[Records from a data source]
▼▼▼
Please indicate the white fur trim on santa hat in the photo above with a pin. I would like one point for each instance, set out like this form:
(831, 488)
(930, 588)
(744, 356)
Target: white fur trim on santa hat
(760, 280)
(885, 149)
▲▲▲
→ Goal of the exercise
Repeat the entries. Keep each one exactly as written.

→ Exercise solution
Please indicate the white fur trim on santa hat in the photo above with a pin. I would like one point for each instance, set out like this form:
(831, 488)
(930, 588)
(744, 356)
Target: white fur trim on santa hat
(760, 280)
(885, 149)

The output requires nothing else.